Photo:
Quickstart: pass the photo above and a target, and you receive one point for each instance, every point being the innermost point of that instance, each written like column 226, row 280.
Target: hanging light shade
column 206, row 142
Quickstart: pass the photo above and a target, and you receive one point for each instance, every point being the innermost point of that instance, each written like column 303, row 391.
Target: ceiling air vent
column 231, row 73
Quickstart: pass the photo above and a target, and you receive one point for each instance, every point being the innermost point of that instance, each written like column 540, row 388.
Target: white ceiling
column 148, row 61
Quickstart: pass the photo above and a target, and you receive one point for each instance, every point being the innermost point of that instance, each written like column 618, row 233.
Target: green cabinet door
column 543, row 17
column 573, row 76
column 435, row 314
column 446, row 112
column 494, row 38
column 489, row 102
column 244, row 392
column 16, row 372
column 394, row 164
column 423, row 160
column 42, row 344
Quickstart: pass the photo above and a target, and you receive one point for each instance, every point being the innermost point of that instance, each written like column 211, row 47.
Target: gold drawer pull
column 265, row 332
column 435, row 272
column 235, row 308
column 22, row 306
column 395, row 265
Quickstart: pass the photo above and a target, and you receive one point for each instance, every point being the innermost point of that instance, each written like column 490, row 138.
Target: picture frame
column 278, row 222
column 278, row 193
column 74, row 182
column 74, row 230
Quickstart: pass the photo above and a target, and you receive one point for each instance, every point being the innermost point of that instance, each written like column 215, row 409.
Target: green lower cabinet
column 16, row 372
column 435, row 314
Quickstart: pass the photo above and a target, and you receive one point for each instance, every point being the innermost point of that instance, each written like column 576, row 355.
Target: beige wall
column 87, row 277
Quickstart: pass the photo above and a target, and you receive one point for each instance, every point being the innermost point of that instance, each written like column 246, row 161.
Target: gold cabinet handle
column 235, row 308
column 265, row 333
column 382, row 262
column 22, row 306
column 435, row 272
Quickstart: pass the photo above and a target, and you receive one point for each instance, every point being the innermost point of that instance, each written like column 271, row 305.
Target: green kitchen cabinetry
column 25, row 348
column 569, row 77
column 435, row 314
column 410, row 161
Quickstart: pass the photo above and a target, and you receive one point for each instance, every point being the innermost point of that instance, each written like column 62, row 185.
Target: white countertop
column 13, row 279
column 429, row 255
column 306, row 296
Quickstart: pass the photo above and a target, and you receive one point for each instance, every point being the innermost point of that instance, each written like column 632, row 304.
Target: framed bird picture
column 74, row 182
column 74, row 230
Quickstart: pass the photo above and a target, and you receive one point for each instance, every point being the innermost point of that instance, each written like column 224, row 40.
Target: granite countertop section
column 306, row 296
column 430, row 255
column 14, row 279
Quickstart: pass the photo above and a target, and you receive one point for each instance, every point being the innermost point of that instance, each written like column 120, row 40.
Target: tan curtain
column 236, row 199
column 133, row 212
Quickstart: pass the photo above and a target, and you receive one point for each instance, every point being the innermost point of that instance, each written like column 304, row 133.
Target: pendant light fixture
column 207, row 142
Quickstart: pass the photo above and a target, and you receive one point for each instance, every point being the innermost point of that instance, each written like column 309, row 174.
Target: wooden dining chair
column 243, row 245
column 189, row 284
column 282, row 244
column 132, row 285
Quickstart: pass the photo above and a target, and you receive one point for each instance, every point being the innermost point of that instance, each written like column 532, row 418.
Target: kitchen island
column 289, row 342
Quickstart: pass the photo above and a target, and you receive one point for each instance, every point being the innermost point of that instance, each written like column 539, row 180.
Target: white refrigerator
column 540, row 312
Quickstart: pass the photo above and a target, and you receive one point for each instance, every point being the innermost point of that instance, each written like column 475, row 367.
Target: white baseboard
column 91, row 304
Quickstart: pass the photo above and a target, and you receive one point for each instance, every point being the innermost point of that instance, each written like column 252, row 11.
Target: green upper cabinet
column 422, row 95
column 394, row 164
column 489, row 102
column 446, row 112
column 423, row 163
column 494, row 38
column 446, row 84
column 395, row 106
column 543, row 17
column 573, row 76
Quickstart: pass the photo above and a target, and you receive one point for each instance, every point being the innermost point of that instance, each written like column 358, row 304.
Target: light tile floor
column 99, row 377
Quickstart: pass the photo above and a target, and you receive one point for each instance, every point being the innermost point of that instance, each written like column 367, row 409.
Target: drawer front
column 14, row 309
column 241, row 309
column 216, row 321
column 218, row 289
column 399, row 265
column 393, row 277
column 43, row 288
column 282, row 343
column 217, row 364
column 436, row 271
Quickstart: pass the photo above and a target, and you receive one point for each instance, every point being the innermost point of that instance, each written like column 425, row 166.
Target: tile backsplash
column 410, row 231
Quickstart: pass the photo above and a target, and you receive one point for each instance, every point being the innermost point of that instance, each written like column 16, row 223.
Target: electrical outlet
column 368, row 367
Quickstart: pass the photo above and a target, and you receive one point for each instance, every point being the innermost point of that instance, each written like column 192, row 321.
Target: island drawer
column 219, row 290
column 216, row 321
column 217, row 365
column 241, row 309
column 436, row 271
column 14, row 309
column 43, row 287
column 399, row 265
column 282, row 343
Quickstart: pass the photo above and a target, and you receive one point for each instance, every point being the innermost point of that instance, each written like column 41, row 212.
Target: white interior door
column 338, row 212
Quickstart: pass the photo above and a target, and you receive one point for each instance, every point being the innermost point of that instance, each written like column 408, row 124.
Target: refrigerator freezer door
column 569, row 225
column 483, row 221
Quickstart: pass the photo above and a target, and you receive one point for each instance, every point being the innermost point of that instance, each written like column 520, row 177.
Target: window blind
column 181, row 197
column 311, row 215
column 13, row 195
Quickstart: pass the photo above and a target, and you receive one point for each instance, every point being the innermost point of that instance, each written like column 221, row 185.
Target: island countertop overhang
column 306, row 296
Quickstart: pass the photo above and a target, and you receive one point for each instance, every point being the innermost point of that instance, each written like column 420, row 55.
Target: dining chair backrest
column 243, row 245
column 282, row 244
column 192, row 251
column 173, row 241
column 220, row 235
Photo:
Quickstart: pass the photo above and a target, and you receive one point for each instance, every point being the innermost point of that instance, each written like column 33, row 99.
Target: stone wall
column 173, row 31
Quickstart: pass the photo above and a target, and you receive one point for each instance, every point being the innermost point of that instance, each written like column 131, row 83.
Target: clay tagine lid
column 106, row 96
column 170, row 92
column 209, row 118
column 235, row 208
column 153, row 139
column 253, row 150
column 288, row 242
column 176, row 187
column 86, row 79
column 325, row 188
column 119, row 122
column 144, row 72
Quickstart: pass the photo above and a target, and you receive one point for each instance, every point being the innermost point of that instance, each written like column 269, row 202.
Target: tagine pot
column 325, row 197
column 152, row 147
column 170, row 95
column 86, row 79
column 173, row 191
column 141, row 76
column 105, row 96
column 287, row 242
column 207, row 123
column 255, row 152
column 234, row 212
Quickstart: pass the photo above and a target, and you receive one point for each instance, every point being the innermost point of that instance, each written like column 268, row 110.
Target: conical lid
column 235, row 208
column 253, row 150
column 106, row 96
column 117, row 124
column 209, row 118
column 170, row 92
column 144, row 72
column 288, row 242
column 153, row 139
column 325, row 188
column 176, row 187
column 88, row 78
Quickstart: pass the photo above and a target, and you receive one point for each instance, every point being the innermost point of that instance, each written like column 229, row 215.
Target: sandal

THE PROBLEM — Lay out every line of the items above as a numbered list, skipping any blank lines.

EXERCISE RESPONSE —
1. Photo:
2. Quickstart: pass the photo above and a target, and you receive one point for each instance, every point being the innermost point of that instance, each written like column 226, row 280.
3. Target: hanging light shade
4. column 206, row 142
5. Quickstart: pass the photo above and a target, and you receive one point for each instance, every point being the innermost point of that instance, each written like column 303, row 391.
6. Target: ceiling air vent
7. column 231, row 73
8. Quickstart: pass the photo above and a target, and you receive one point for each instance, every point being the innermost point of that instance, each written like column 540, row 388.
9. Target: white ceiling
10. column 148, row 61
11. Quickstart: pass the photo above and a target, and you receive one point for each instance, every point being the innermost point of that instance, each written like column 618, row 233.
12. Target: green cabinet door
13. column 543, row 17
14. column 573, row 76
15. column 435, row 314
16. column 446, row 112
17. column 494, row 38
18. column 489, row 102
19. column 244, row 392
20. column 16, row 372
21. column 394, row 164
22. column 423, row 160
23. column 42, row 344
24. Quickstart: pass the photo above and a target, and you receive one point for each instance, every point being the innermost point of that instance, each written like column 211, row 47.
25. Target: gold drawer pull
26. column 265, row 332
27. column 435, row 272
28. column 235, row 308
29. column 22, row 306
30. column 395, row 265
31. Quickstart: pass the photo above and a target, and you receive one point for each instance, every point being the innermost point of that instance, each written like column 490, row 138.
32. Target: picture frame
33. column 278, row 222
34. column 278, row 193
35. column 74, row 182
36. column 74, row 230
37. Quickstart: pass the photo above and a target, and you receive one point for each instance, every point being the innermost point of that instance, each written like column 215, row 409.
38. Target: green lower cabinet
39. column 16, row 372
40. column 435, row 314
41. Quickstart: pass the photo above and a target, and you receive one point for each instance, every point being the innermost point of that instance, each written like column 576, row 355.
42. Target: beige wall
43. column 87, row 277
44. Quickstart: pass the photo above and a target, and you receive one point for each instance, every point being the innermost point of that instance, each written like column 246, row 161.
45. Target: gold cabinet handle
46. column 235, row 308
47. column 265, row 333
48. column 382, row 262
49. column 22, row 306
50. column 435, row 272
51. Quickstart: pass the photo above and a target, and you receive one point for each instance, every point being the innermost point of that instance, each written like column 271, row 305.
52. Target: green kitchen cabinetry
53. column 25, row 348
54. column 569, row 77
55. column 435, row 314
56. column 410, row 161
57. Quickstart: pass the photo above and a target, and you receive one point for each instance, every point being the innermost point of that instance, each written like column 62, row 185.
58. Target: white countertop
59. column 13, row 279
60. column 429, row 255
61. column 306, row 296
62. Quickstart: pass the photo above and a target, and you receive one point for each instance, every point being the innermost point of that instance, each written like column 632, row 304.
63. Target: framed bird picture
64. column 74, row 182
65. column 74, row 230
66. Quickstart: pass the photo above and a target, and you receive one point for each instance, every point being the innermost point of that instance, each written like column 224, row 40.
67. Target: granite countertop section
68. column 306, row 296
69. column 430, row 255
70. column 14, row 279
71. Quickstart: pass the photo above and a target, and you receive one point for each instance, every point being the innermost point of that instance, each written like column 120, row 40.
72. Target: tan curtain
73. column 236, row 199
74. column 133, row 212
75. Quickstart: pass the photo above and a target, and you receive one point for each instance, every point being the innermost point of that instance, each written like column 304, row 133.
76. Target: pendant light fixture
77. column 207, row 142
78. Quickstart: pass the photo above and a target, and you receive one point for each instance, every point being the innermost point of that instance, each written like column 309, row 174.
79. Target: wooden dining chair
80. column 243, row 245
81. column 189, row 284
82. column 282, row 244
83. column 132, row 285
84. Quickstart: pass the photo above and a target, and you receive one point for each instance, every point being the innermost point of that instance, each written like column 532, row 418.
85. Target: kitchen island
86. column 289, row 342
87. Quickstart: pass the photo above and a target, and you receive one point for each instance, every point being the innermost point of that instance, each written like column 539, row 180.
88. Target: white refrigerator
89. column 540, row 312
90. Quickstart: pass the photo above and a target, and you receive one point for each instance, every point being the innermost point of that instance, each written like column 475, row 367.
91. Target: white baseboard
92. column 91, row 304
93. Quickstart: pass the photo above and a target, and you receive one point for each instance, every point being the innermost point of that instance, each written like column 252, row 11.
94. Target: green upper cabinet
95. column 422, row 95
96. column 394, row 164
97. column 489, row 102
98. column 446, row 112
99. column 423, row 163
100. column 494, row 38
101. column 446, row 84
102. column 395, row 106
103. column 543, row 17
104. column 573, row 76
105. Quickstart: pass the photo above and a target, and you receive one point for each instance, every point being the innermost point of that instance, each written like column 358, row 304.
106. Target: light tile floor
107. column 99, row 377
108. Quickstart: pass the photo above and a target, and you receive one point for each instance, every point being the innermost point of that instance, each written like column 367, row 409.
109. Target: drawer front
110. column 14, row 309
111. column 241, row 309
112. column 216, row 321
113. column 218, row 289
114. column 399, row 265
115. column 393, row 277
116. column 43, row 288
117. column 282, row 343
118. column 217, row 364
119. column 436, row 271
120. Quickstart: pass the photo above and a target, and you receive one point for each instance, every point being the innermost point of that instance, each written like column 425, row 166.
121. Target: tile backsplash
122. column 410, row 231
123. Quickstart: pass the photo above and a target, and you receive one point for each instance, every point being the innermost point of that instance, each written like column 16, row 223.
124. Target: electrical outlet
125. column 368, row 367
126. Quickstart: pass the photo above and a target, and you receive one point for each instance, every point being the innermost point of that instance, each written like column 192, row 321.
127. Target: island drawer
128. column 219, row 290
129. column 216, row 321
130. column 217, row 365
131. column 241, row 309
132. column 436, row 271
133. column 14, row 309
134. column 43, row 287
135. column 399, row 265
136. column 282, row 343
137. Quickstart: pass the photo above and a target, and you receive one point for each instance, every point being the innermost point of that instance, each written like column 41, row 212.
138. Target: white interior door
139. column 338, row 212
140. Quickstart: pass the photo above and a target, and you receive one point for each instance, every point being the innermost point of that instance, each written like column 408, row 124.
141. Target: refrigerator freezer door
142. column 569, row 225
143. column 483, row 221
144. Quickstart: pass the photo above and a target, and you receive one point for each instance, every point being the innermost point of that instance, each written like column 520, row 177.
145. Target: window blind
146. column 181, row 197
147. column 311, row 215
148. column 13, row 195
149. Quickstart: pass the photo above and a target, and you receive one point for each instance, every point being the innermost point of that instance, each written like column 221, row 185.
150. Target: island countertop overhang
151. column 306, row 296
152. Quickstart: pass the photo above and a target, and you receive one point for each instance, every point being the innermost point of that instance, each written like column 420, row 55.
153. Target: dining chair backrest
154. column 243, row 245
155. column 282, row 244
156. column 192, row 251
157. column 173, row 241
158. column 220, row 235
159. Photo:
160. Quickstart: pass the photo above and a target, and you receive one point for each instance, every point being the innermost point of that instance, each written like column 33, row 99.
161. Target: stone wall
162. column 173, row 31
163. Quickstart: pass the photo above and a target, and you receive one point for each instance, every point being the innermost point of that instance, each written like column 131, row 83.
164. Target: clay tagine lid
165. column 106, row 96
166. column 170, row 92
167. column 209, row 118
168. column 235, row 208
169. column 153, row 139
170. column 253, row 150
171. column 288, row 242
172. column 176, row 187
173. column 86, row 79
174. column 325, row 188
175. column 119, row 122
176. column 144, row 72
177. Quickstart: pass the photo above and a target, and you receive one point for each instance, every point being the innermost point of that instance, each written like column 269, row 202.
178. Target: tagine pot
179. column 325, row 197
180. column 152, row 147
181. column 170, row 95
182. column 86, row 79
183. column 173, row 191
184. column 141, row 76
185. column 105, row 96
186. column 287, row 242
187. column 207, row 123
188. column 255, row 152
189. column 234, row 212
190. Quickstart: pass the photo above and a target, and you receive one point for each instance, every point being the innermost point of that instance, each written like column 268, row 110.
191. Target: conical lid
192. column 235, row 208
193. column 253, row 150
194. column 106, row 96
195. column 117, row 124
196. column 209, row 118
197. column 170, row 92
198. column 144, row 72
199. column 288, row 242
200. column 153, row 139
201. column 325, row 188
202. column 176, row 187
203. column 88, row 78
204. Quickstart: pass the photo above and a target, and you receive one point for each instance, every point being the innermost point of that instance, each written like column 229, row 215.
205. Target: sandal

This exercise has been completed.